#### PROBLEM REQUIREMENTS
Lines that include the string "shirt" are the ones to copy from the entries below.

#### DATASET ENTRIES
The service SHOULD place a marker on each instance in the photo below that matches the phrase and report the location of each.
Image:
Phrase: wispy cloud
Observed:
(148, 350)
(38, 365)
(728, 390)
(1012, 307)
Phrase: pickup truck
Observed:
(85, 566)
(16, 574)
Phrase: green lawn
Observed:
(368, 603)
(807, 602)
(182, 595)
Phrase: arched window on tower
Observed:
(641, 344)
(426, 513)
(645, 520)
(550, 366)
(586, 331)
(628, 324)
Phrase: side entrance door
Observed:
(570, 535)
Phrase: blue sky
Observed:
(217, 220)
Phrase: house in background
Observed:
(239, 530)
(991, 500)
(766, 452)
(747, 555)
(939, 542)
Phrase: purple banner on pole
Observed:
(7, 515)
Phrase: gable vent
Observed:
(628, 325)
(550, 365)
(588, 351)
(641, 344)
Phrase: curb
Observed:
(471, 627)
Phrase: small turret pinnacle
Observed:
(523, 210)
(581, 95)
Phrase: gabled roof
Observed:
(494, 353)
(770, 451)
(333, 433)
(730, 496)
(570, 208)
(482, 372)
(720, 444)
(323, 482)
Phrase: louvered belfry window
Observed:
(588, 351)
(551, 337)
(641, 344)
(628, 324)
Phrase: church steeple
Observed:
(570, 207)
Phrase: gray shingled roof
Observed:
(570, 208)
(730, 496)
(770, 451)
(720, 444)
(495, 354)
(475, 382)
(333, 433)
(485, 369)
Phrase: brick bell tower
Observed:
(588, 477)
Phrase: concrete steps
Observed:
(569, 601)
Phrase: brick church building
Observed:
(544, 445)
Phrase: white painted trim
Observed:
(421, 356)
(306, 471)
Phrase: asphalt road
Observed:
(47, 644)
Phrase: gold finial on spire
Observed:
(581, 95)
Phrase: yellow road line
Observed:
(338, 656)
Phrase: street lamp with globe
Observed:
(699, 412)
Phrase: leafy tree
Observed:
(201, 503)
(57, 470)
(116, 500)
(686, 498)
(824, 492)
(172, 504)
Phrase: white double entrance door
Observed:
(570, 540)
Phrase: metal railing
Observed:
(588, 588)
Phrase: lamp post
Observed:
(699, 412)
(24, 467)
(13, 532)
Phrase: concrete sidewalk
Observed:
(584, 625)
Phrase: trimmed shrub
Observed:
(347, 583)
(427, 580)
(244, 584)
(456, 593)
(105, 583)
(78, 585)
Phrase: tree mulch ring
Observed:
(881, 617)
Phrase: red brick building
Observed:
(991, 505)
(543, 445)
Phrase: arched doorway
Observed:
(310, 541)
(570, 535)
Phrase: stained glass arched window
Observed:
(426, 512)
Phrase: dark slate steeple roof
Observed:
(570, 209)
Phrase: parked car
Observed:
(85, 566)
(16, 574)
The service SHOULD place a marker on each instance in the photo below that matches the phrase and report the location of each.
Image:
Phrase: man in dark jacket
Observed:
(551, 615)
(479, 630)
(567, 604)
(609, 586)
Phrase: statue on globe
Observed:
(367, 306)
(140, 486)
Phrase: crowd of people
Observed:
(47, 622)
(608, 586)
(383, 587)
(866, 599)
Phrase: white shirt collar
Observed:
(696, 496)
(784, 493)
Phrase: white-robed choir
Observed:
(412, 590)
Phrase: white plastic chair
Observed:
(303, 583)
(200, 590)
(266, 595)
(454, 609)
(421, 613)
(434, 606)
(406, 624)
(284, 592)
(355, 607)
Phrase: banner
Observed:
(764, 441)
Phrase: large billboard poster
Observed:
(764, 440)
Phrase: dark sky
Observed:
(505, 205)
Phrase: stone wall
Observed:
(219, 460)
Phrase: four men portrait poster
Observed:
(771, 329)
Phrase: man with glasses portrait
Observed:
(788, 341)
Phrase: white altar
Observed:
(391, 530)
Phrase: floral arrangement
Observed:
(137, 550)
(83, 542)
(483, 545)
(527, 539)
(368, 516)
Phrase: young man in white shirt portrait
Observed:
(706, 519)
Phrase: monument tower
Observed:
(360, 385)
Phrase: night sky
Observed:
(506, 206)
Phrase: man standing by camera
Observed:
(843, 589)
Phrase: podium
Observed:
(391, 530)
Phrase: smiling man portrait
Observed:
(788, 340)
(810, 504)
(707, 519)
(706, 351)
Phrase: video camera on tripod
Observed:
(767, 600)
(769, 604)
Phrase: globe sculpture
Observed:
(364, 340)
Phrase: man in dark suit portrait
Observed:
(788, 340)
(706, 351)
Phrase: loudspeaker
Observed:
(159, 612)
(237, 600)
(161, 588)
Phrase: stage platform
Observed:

#### ANSWER SECTION
Phrase: white shirt collar
Phrase: young man in white shirt portrait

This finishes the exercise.